Given problem >>
Count the lines in the items below that contain the word "white", and reply with that number alone.

Data provided >>
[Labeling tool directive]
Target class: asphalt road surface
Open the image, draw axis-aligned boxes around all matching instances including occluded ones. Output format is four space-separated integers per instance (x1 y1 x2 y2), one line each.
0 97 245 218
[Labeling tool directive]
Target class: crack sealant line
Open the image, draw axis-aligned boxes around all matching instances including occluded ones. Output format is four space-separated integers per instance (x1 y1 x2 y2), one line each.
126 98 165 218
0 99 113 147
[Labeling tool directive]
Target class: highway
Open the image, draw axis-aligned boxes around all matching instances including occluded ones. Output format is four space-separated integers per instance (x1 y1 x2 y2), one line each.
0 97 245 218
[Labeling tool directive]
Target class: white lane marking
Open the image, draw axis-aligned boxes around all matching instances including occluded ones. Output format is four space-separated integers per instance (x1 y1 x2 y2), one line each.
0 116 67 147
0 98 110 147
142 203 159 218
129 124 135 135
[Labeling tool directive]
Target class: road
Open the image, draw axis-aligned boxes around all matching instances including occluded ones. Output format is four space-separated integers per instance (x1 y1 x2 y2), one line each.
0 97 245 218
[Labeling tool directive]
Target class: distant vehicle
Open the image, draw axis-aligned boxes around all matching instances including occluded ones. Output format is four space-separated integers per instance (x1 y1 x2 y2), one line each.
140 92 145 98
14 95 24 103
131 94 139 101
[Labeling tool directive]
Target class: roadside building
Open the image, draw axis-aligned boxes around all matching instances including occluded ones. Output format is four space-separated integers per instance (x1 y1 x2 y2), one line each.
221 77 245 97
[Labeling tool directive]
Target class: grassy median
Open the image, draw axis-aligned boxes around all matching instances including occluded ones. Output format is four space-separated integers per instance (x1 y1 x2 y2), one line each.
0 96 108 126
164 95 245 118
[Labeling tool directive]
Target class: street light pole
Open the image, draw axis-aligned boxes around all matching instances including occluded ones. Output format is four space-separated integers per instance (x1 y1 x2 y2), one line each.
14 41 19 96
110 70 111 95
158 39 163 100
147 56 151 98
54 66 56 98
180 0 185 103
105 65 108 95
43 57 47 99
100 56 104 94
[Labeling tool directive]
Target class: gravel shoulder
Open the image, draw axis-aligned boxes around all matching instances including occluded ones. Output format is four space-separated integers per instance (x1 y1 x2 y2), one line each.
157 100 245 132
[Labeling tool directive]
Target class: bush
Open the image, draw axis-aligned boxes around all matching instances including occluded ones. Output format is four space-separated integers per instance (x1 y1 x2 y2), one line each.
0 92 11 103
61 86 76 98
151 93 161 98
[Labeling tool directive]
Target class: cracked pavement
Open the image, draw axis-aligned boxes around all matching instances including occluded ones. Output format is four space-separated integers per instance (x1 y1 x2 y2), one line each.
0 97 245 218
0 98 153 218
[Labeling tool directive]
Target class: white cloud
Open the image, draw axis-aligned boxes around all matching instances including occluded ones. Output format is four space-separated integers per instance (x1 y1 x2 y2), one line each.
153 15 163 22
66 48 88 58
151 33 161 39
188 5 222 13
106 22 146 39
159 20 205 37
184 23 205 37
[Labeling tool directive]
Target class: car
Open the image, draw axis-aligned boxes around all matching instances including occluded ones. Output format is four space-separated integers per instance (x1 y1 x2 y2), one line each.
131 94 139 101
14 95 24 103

The answer >>
2